[GIVEN ENTRIES Boundary: Start]
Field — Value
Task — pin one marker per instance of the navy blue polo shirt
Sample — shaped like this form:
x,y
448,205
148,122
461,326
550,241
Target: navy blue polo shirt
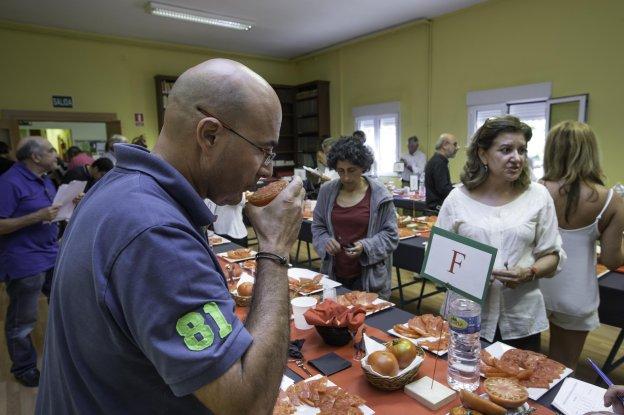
x,y
140,314
32,249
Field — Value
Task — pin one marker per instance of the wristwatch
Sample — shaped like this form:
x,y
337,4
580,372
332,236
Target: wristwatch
x,y
533,273
273,257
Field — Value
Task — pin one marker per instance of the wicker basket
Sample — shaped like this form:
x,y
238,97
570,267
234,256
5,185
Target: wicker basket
x,y
240,300
397,382
334,336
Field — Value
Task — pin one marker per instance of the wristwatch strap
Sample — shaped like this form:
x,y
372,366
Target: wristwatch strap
x,y
533,273
273,257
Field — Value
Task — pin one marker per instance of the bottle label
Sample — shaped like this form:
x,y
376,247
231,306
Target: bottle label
x,y
465,325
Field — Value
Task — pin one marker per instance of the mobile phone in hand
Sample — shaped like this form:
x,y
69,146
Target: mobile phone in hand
x,y
349,248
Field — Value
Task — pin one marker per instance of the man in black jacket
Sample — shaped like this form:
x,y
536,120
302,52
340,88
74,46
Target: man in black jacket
x,y
437,176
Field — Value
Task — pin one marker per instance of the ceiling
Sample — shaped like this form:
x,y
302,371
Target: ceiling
x,y
282,28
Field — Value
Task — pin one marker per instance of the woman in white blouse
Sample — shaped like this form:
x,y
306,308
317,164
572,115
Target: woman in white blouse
x,y
500,206
587,211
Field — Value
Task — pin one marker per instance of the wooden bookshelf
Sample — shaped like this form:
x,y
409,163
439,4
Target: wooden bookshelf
x,y
311,120
286,150
305,121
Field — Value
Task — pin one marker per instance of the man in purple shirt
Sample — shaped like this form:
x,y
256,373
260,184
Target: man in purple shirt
x,y
28,247
141,320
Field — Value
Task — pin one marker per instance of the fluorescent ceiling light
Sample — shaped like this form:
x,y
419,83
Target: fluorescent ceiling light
x,y
181,13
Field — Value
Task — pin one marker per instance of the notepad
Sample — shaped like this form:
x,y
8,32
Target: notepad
x,y
577,398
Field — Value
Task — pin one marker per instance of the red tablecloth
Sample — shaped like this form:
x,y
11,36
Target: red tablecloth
x,y
354,380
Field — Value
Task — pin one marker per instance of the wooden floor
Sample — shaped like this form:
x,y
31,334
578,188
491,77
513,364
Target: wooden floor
x,y
18,400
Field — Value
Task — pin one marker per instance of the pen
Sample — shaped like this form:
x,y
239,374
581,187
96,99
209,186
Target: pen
x,y
603,376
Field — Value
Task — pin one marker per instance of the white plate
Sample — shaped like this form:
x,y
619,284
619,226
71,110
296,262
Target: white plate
x,y
223,241
378,301
298,273
252,255
410,236
310,410
420,340
497,349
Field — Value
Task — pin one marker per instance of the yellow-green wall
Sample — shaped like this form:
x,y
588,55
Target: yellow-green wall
x,y
427,66
101,74
393,67
575,44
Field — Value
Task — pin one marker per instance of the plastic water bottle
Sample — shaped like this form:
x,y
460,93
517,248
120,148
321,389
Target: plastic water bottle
x,y
464,319
421,185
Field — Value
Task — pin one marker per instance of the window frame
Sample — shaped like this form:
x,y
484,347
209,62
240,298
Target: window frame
x,y
377,112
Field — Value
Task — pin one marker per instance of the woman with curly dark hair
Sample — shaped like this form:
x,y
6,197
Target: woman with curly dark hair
x,y
354,228
500,206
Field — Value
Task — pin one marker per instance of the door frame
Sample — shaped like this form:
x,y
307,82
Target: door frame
x,y
11,119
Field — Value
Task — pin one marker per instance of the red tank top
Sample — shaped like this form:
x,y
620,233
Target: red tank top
x,y
350,225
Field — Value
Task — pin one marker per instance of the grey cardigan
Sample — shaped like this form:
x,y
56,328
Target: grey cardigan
x,y
381,240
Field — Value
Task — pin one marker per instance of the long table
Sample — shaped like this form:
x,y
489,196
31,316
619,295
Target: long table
x,y
408,256
611,312
409,204
353,379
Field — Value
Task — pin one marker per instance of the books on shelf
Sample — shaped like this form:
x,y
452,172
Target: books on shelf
x,y
307,125
166,87
307,108
306,94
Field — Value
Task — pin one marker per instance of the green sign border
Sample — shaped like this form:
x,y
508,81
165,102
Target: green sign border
x,y
466,241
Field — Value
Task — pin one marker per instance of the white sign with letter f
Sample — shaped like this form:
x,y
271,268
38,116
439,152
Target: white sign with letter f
x,y
459,263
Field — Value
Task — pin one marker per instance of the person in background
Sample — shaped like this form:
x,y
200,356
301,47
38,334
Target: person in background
x,y
587,212
77,158
354,228
109,148
229,222
415,161
140,141
5,159
360,136
28,248
141,320
89,173
437,175
498,205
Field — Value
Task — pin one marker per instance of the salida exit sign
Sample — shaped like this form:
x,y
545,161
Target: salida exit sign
x,y
62,101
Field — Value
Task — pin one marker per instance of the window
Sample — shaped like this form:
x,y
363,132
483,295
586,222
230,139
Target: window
x,y
380,123
532,105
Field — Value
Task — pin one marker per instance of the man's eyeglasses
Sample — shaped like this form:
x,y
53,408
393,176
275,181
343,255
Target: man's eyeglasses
x,y
269,155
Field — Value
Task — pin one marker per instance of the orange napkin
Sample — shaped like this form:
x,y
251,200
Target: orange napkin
x,y
330,313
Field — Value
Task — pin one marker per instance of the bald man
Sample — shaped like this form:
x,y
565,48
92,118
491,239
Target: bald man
x,y
141,320
438,183
28,247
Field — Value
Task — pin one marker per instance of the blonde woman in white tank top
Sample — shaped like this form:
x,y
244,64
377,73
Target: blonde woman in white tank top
x,y
587,212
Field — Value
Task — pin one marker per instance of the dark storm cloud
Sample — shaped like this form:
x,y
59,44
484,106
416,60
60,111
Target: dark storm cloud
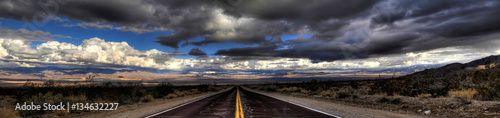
x,y
197,52
306,10
386,26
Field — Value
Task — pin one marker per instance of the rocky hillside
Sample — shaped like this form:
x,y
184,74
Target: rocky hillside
x,y
484,63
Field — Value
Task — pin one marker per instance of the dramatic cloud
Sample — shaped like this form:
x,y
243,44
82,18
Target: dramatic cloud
x,y
93,50
28,35
339,30
197,52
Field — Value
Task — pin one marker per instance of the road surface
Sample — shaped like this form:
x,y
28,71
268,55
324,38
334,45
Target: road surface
x,y
240,103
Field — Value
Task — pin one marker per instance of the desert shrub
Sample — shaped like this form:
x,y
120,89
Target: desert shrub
x,y
424,95
328,94
306,92
289,89
396,101
383,99
148,98
465,94
170,96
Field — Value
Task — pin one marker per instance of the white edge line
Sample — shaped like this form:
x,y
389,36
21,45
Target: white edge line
x,y
302,106
180,105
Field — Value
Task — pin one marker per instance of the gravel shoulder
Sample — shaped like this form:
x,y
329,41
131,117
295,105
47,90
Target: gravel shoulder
x,y
337,109
140,110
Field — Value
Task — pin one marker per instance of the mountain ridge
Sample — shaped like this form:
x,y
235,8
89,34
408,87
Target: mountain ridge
x,y
478,64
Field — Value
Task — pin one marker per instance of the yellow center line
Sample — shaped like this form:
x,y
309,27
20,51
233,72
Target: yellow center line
x,y
239,109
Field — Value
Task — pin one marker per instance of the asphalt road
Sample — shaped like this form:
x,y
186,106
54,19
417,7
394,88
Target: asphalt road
x,y
239,103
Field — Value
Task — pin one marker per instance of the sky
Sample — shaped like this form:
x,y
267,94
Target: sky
x,y
239,41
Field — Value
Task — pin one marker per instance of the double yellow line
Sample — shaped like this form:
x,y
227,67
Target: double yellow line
x,y
239,109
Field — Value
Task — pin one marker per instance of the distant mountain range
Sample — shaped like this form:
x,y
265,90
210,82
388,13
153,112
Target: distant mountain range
x,y
479,64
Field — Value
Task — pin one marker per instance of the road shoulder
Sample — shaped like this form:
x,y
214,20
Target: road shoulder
x,y
140,110
336,109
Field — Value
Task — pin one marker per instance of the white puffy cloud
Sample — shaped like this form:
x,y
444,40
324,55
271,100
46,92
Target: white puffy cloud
x,y
97,50
92,50
28,35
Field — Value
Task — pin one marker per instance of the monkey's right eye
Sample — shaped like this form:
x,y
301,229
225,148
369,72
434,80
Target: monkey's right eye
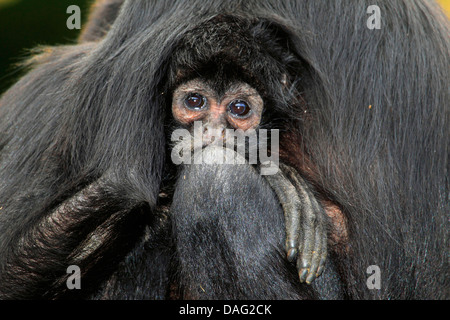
x,y
195,101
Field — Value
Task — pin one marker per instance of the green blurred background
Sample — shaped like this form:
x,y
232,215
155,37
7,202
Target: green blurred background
x,y
24,24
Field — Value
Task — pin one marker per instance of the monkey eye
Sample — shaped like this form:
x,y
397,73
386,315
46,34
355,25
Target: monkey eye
x,y
195,101
239,108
[GIVEN ENTRIES Boundary: End]
(WORK ITEM):
Your task is to return the lines above, from the first one up to and including the line containing "Task — pin one marker per instance of the ceiling", minus any pictures.

(THE ANSWER):
Field — Value
Task — pin one marker per instance of the navy blue polo shirt
Sample — shaped like this form:
x,y
448,205
148,122
461,326
550,241
Target: navy blue polo shirt
x,y
140,314
32,249
Field — Value
Task — pin one marker per instance of the wristwatch
Sample — shaped like this form:
x,y
337,4
580,372
332,236
Target: wristwatch
x,y
533,273
273,257
Field — Value
Task — pin one marker per instance of the wicker basket
Sample — shaped like this form:
x,y
238,97
570,267
234,256
5,185
Target: wicker basket
x,y
240,300
397,382
334,336
Field — Value
Task — pin one marker per instance of the wristwatch strap
Sample — shaped like this form:
x,y
372,366
Target: wristwatch strap
x,y
533,273
273,257
Field — Value
Task — pin one marker per instance of the bottle label
Sample — shaped like this form:
x,y
376,247
231,306
Target: bottle label
x,y
465,325
Field — Value
Task — pin one marker per instance of the mobile phone in hand
Sample — shaped like this form:
x,y
69,146
Target: mobile phone in hand
x,y
349,248
Field — Value
Task — pin one marker per instance of the man in black jacket
Sample — shaped like this form:
x,y
536,120
302,52
340,88
74,46
Target: man in black jacket
x,y
437,176
Field — Value
Task — pin one marker per instance of the ceiling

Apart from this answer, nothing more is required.